• **Task to complete**
Please transcribe every one of the items below word for word, leaving the pictures out.

• **Records supplied**
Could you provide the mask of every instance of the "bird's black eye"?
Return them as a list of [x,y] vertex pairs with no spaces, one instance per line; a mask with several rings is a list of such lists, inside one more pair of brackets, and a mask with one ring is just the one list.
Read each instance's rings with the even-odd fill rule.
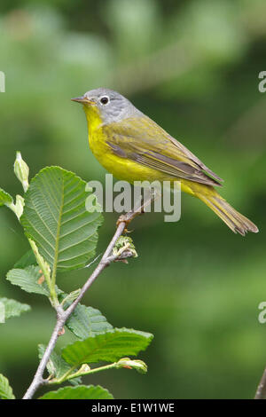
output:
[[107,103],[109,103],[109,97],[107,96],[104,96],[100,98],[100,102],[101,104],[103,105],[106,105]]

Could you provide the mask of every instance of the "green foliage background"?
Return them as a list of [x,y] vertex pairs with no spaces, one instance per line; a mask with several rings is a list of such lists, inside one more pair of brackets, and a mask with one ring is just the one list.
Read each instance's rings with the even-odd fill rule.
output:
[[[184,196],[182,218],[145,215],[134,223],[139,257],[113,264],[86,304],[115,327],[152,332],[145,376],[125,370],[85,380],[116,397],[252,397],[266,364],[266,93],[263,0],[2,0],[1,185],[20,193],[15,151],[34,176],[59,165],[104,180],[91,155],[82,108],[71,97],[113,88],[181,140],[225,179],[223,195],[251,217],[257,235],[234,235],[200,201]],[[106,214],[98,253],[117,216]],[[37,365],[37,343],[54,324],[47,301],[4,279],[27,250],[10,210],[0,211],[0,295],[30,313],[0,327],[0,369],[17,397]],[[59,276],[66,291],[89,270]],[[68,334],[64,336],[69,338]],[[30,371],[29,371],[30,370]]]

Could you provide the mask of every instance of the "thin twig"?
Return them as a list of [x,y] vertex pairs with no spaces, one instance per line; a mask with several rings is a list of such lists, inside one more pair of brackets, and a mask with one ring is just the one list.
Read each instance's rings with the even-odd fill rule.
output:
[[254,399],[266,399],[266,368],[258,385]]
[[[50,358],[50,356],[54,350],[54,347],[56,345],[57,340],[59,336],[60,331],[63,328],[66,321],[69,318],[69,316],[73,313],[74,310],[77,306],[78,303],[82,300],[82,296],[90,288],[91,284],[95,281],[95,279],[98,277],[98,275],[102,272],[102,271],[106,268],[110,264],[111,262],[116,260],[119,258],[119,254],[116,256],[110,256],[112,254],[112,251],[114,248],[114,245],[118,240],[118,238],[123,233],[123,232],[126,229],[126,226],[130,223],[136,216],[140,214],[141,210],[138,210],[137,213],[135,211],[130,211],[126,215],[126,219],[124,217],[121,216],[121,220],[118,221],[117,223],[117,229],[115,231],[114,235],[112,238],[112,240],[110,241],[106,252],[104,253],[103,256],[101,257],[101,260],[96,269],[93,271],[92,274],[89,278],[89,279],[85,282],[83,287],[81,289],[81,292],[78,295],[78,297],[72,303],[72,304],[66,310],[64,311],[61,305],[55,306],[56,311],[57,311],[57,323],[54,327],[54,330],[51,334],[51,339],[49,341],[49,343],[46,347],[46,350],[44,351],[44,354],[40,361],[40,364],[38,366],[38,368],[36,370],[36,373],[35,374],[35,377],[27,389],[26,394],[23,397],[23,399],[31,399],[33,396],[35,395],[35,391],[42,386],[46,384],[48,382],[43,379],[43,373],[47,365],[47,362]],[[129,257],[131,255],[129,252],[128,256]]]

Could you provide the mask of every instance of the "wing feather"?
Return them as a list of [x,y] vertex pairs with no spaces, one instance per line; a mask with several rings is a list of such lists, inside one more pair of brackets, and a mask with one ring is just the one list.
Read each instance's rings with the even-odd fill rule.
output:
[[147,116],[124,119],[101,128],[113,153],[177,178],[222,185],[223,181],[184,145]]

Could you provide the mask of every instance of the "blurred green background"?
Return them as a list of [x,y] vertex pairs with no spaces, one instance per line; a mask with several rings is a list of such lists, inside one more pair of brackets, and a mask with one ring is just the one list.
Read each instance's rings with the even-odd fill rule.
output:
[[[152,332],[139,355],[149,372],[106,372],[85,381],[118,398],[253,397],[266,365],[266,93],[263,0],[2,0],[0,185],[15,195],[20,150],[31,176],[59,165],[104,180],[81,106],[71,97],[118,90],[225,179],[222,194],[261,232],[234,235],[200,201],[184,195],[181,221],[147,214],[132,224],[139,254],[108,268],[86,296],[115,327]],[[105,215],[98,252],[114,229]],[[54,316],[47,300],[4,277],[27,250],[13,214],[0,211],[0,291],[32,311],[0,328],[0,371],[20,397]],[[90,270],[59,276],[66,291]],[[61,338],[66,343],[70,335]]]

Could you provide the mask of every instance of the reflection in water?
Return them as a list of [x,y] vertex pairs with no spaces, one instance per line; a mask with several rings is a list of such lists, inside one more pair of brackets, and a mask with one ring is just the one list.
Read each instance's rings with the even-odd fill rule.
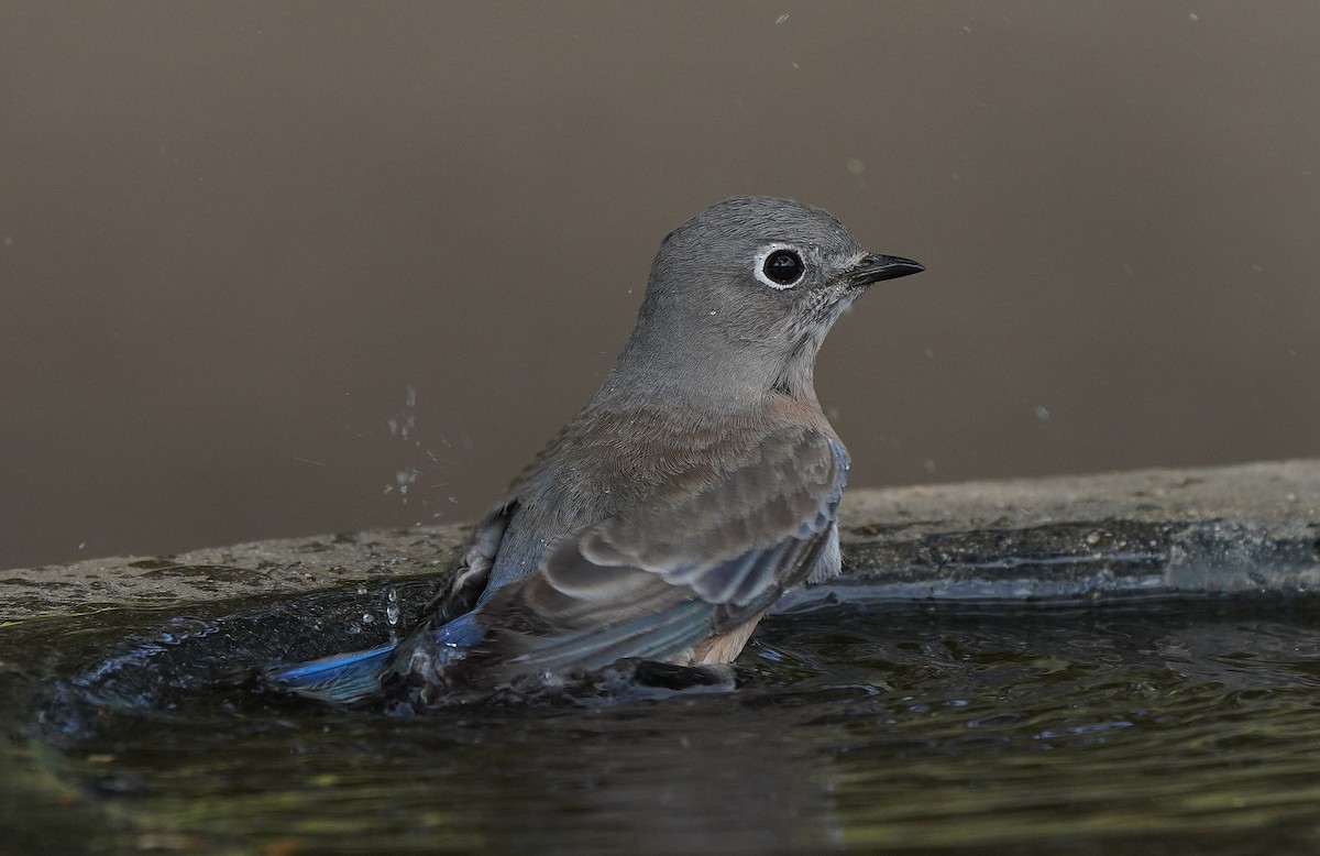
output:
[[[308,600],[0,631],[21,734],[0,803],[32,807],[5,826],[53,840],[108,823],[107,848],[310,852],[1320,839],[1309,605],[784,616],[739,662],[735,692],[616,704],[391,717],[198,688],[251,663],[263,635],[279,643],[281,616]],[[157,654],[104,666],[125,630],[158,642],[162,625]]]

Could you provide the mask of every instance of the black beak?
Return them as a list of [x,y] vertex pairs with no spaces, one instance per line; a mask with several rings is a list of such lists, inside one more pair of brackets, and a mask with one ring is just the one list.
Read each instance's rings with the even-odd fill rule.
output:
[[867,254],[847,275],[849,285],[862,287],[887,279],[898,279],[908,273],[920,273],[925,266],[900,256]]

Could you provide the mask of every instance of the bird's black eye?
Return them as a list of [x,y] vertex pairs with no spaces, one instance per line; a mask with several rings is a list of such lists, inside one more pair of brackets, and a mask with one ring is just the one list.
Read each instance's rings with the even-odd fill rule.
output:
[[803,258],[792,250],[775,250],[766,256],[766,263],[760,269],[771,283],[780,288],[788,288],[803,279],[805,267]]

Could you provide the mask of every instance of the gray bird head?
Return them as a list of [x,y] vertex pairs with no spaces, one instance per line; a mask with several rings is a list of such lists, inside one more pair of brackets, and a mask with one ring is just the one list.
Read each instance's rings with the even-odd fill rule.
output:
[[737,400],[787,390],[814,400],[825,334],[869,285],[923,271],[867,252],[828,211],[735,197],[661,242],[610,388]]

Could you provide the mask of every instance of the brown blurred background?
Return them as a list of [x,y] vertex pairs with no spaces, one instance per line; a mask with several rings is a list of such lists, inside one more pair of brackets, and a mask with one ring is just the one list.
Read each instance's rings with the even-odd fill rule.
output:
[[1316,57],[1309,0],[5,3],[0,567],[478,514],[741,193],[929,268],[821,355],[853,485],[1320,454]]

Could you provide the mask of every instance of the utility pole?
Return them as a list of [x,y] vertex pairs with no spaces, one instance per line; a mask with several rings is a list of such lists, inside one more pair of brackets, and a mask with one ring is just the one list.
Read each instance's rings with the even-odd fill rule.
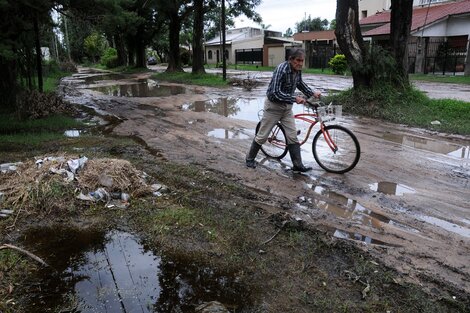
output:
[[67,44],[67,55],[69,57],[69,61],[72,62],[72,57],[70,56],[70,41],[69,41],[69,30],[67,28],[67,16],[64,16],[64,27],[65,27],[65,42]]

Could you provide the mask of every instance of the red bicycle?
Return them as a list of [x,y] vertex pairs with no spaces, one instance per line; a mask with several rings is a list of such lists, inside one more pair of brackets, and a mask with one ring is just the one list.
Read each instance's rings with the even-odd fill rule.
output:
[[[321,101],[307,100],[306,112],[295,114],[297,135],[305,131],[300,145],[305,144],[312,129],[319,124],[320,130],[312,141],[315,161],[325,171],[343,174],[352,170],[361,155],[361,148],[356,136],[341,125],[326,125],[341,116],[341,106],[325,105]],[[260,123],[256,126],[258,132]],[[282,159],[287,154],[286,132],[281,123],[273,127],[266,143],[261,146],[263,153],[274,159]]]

• **Output of the exercise**
Could you provide the mask of every instance of the "bird's black eye"?
Return them as a list of [x,y] vertex pairs with no spaces, one instance per line; a mask with several rings is a list of such lists, inside one more pair of brackets, and a mask with one ring is just the one list.
Read each instance's rings with the even-odd fill rule.
output:
[[107,103],[109,103],[109,97],[107,96],[104,96],[100,98],[100,102],[101,104],[103,105],[106,105]]

Could you provide the mask of every instance of the "green foliage background"?
Return them as a list of [x,y] vertex pairs with no spaces, one instance per line; a mask with several rings is a list of such lists, inside one more pair of brackets, and a mask with one ring is just the one list.
Read each instance's rings with the even-odd fill rule.
output:
[[[184,196],[182,218],[145,215],[134,223],[139,257],[113,264],[86,304],[115,327],[152,332],[145,376],[125,370],[85,380],[116,397],[252,397],[266,364],[266,93],[263,0],[2,0],[1,185],[20,193],[15,151],[34,176],[59,165],[104,180],[91,155],[82,108],[71,97],[113,88],[181,140],[225,179],[223,195],[251,217],[257,235],[234,235],[200,201]],[[106,214],[98,253],[117,216]],[[37,365],[37,343],[54,324],[47,301],[4,279],[27,250],[10,210],[0,211],[0,295],[30,313],[0,327],[0,369],[17,397]],[[59,276],[66,291],[89,270]],[[68,334],[64,336],[69,338]],[[30,371],[29,371],[30,370]]]

Could you provide the mask of every instance of the "thin twig"?
Return them as a list of [x,y] vertex pairs with no spaces, one instance per line; a mask with several rings is a list of such lists, inside one more pair of brackets, and a mask with one ring is just the one list.
Read each instance's rings with the even-odd fill rule.
output:
[[254,399],[266,399],[266,368],[258,385]]
[[[50,358],[50,356],[54,350],[54,347],[56,345],[57,340],[59,336],[60,331],[63,328],[66,321],[69,318],[69,316],[73,313],[74,310],[77,306],[78,303],[82,300],[82,296],[90,288],[91,284],[95,281],[95,279],[98,277],[98,275],[102,272],[102,271],[106,268],[110,264],[111,262],[116,260],[119,258],[119,254],[116,256],[110,256],[112,254],[112,251],[114,248],[114,245],[118,240],[118,238],[123,233],[123,232],[126,229],[126,226],[130,223],[136,216],[140,214],[141,210],[138,210],[137,213],[135,211],[130,211],[126,215],[126,219],[124,217],[121,216],[121,220],[118,221],[117,223],[117,229],[115,231],[114,235],[112,238],[112,240],[110,241],[106,252],[104,253],[103,256],[101,257],[101,260],[96,269],[93,271],[92,274],[89,278],[89,279],[85,282],[83,287],[81,289],[81,292],[78,295],[78,297],[72,303],[72,304],[66,310],[64,311],[61,305],[55,306],[56,311],[57,311],[57,323],[54,327],[54,330],[51,334],[51,339],[49,341],[49,343],[46,347],[46,350],[44,351],[44,354],[40,361],[40,364],[38,366],[38,368],[36,370],[36,373],[35,374],[35,377],[27,389],[26,394],[23,397],[23,399],[31,399],[33,396],[35,395],[35,391],[42,386],[46,384],[48,382],[43,379],[43,373],[47,365],[47,362]],[[129,257],[131,255],[129,252],[128,256]]]

Could you provide the mask of every instance of the "wing feather"?
Return them as a list of [x,y] vertex pairs with no spaces, one instance per line; a mask with several rings is a list of such lists, inside one more pair of brackets, and a mask with one ring is just the one list.
Read each instance's rings with the even-odd fill rule.
output:
[[147,116],[124,119],[101,128],[113,153],[177,178],[222,185],[223,181],[184,145]]

Could you provide the mask of every instance of the "blurred green background"?
Return them as a list of [x,y] vertex pairs with no spaces, one instance per line; a mask with several rings is a list of such lists, inside one more pair of brackets, and a mask with one ring is just the one list.
Read each instance's rings with the even-odd fill rule.
output:
[[[152,332],[139,355],[149,372],[106,372],[85,381],[118,398],[253,397],[266,365],[266,93],[263,0],[2,0],[0,185],[15,195],[20,150],[31,176],[59,165],[104,180],[81,106],[71,97],[118,90],[225,179],[222,194],[261,232],[234,235],[200,201],[184,195],[181,221],[147,214],[132,224],[139,254],[108,268],[86,296],[115,327]],[[105,215],[98,252],[114,229]],[[54,316],[47,300],[4,277],[27,250],[13,214],[0,211],[0,291],[32,311],[0,328],[0,371],[20,397]],[[90,270],[59,276],[66,291]],[[61,338],[66,343],[70,335]]]

Could you provide the mask of every instance of the reflection in water?
Return them as a list of [x,y] vertex pairs with no spaces, one instance per line; a mask with several rings is a list of such lists, inside one more pair of brackets, and a mask with one ring is just the one list.
Read each instance's rings with the even-odd fill rule.
output:
[[[308,600],[0,631],[21,734],[0,803],[32,807],[5,826],[53,840],[108,823],[107,848],[310,852],[1320,839],[1309,605],[784,616],[739,662],[735,692],[616,704],[391,717],[198,688],[251,663],[263,635],[279,643],[281,616]],[[157,654],[104,666],[125,630],[158,642],[162,625]]]

Could you provide the mask of every instance of the black beak?
Return them as a list of [x,y] vertex pairs with no spaces, one instance per line; a mask with several rings is a list of such lists, inside one more pair of brackets, and a mask with one ring is just the one list.
Read each instance's rings with the even-odd fill rule.
output:
[[867,254],[847,275],[849,285],[862,287],[887,279],[898,279],[908,273],[920,273],[925,266],[900,256]]

Could you provide the mask of every instance of the bird's black eye?
Return them as a list of [x,y] vertex pairs with no spaces, one instance per line; a mask with several rings is a list of such lists, inside one more pair of brackets, and a mask with one ring is just the one list.
Read each instance's rings with the even-odd fill rule.
output:
[[803,258],[792,250],[775,250],[766,256],[766,263],[760,269],[771,283],[780,288],[788,288],[803,279],[805,267]]

Could you provide the mask of every instance of the gray bird head?
Return them as a list of [x,y] vertex pairs with no spaces, one instance per line; a mask with several rings is a list of such lists, inside one more pair of brackets, and a mask with one ring is just the one list.
Read each instance's rings with the even-odd fill rule.
output:
[[737,400],[787,390],[814,400],[825,334],[869,285],[923,271],[867,252],[828,211],[735,197],[661,242],[610,388]]

Could you provide the mask of every instance of the brown blurred background?
Return them as a list of [x,y] vertex pairs with no spaces, one instance per line; a mask with several rings is a list of such lists, inside one more pair of brackets, and a mask with one ring is just the one list.
Read each instance's rings with the even-odd fill rule.
output:
[[1316,57],[1309,0],[5,3],[0,567],[478,514],[741,193],[929,268],[821,355],[853,485],[1320,454]]

Could you provide the mask of every instance of the utility pole?
Return them as a list of [x,y] vertex pairs with no spaces, one instance per line; a mask with several rings is a list of such lists, inside one more pair of brackets, and a mask with one ring is just the one list.
Read each instance's rings with the even-odd fill rule.
output:
[[67,44],[67,55],[69,57],[69,61],[72,62],[72,57],[70,56],[70,41],[69,41],[69,30],[67,28],[67,16],[64,16],[64,27],[65,27],[65,42]]

Could you provide the mask of every instance of the red bicycle?
Return them as a list of [x,y] vertex pairs with no spaces, one instance per line; a mask with several rings is a list of such lists, inside one more pair of brackets, and a mask with one ring is just the one list.
Read each instance's rings with the even-odd fill rule.
output:
[[[321,101],[307,100],[306,112],[295,114],[297,135],[305,131],[300,145],[305,144],[312,129],[319,124],[320,130],[312,141],[315,161],[325,171],[343,174],[352,170],[361,155],[361,148],[356,136],[341,125],[326,125],[341,116],[341,106],[325,105]],[[260,123],[256,126],[258,132]],[[282,159],[287,154],[286,132],[281,123],[273,127],[266,143],[261,146],[263,153],[274,159]]]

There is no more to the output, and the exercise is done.